# Schwinn Tank Logo



## char56 (Aug 7, 2009)

Hi everyone, I was wondering if someone could tell me what the Schwinn logo on a Cantilever Wasp tank would have looked like from 1956? I have the Schwinn wasp decal on the chainguard.I am repainting my tank and just wanted to check if the logo changed shape, size or style throughout the years? I am looking to buy either a new set of water decals or a stencil to spray the logo on to the tank. 

Any help would be great.Thankyou very much, Charlie


----------



## cyclingday (Aug 7, 2009)

I don't know if the Wasp ever came with a tank. It was more of an unequipped heavyduty paperboy bike. An after market tank could have been added and would of had the script or cursive stylized Schwinn lettering that the Phantom tanks of the period had.


----------



## char56 (Aug 7, 2009)

Thankyou very much for the reply Cyclingday.Interesting that the wasp never came with a tank.Does the script or cursive stylized Schwinn lettering look like the one below.






Thankyou for your help


----------



## cyclingday (Aug 7, 2009)

That's it. 
There are many sources for those decals. Vintageschwinn.com and Memory Lane Classics to name just a few. They are of good quality and are very easy to install. I don't have any website info for Memory Lane, but their phone number is 1(419)832-3040 They are located at, 24516 Third street.
 Grand Rapids, Ohio 43522  They are a great source for many of the parts for your bike.


----------



## sensor (Aug 7, 2009)

http://www.memorylane-classics.com/
also maple island sales has them(if the companys still around.......)


----------



## char56 (Aug 8, 2009)

Great, thanks guys! I will give Memory Lane a call and check out the other two to see if they have some.Thanks again for your help.


----------

= = = =

#### [REQUEST 1]
Format the lines of the records from their start through the line containing "Target: pocket stitching" as a JSON list of strings, one per line, skipping blank lines and leaving out the pictures.
The forum thread about the Schwinn tank logo has nothing to do with the records that come next.

= = = =

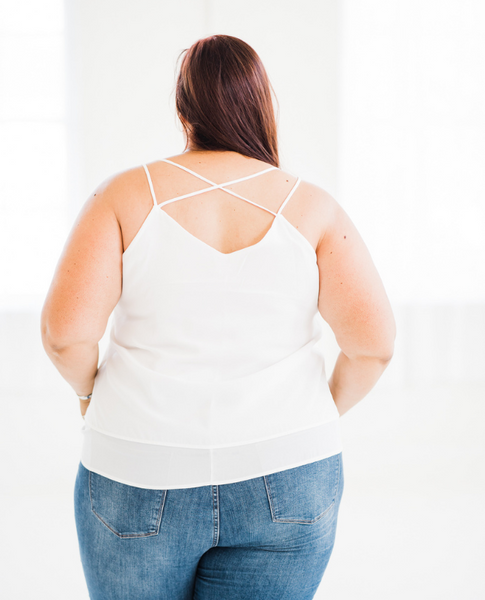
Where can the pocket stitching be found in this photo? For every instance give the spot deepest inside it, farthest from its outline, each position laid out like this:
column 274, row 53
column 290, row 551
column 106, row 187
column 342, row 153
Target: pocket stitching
column 128, row 535
column 273, row 507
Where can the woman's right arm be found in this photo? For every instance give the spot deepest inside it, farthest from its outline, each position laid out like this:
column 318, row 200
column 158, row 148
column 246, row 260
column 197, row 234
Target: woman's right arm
column 353, row 301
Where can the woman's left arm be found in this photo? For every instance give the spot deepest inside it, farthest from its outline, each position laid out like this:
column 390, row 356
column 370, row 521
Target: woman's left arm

= = = =

#### [REQUEST 2]
List the usernames of everyone who posted in the Schwinn tank logo thread.

#### [CORRECT OUTPUT 1]
[
  "Where can the pocket stitching be found in this photo? For every instance give the spot deepest inside it, farthest from its outline, each position laid out like this:",
  "column 274, row 53",
  "column 290, row 551",
  "column 106, row 187",
  "column 342, row 153",
  "Target: pocket stitching"
]

#### [CORRECT OUTPUT 2]
char56, cyclingday, sensor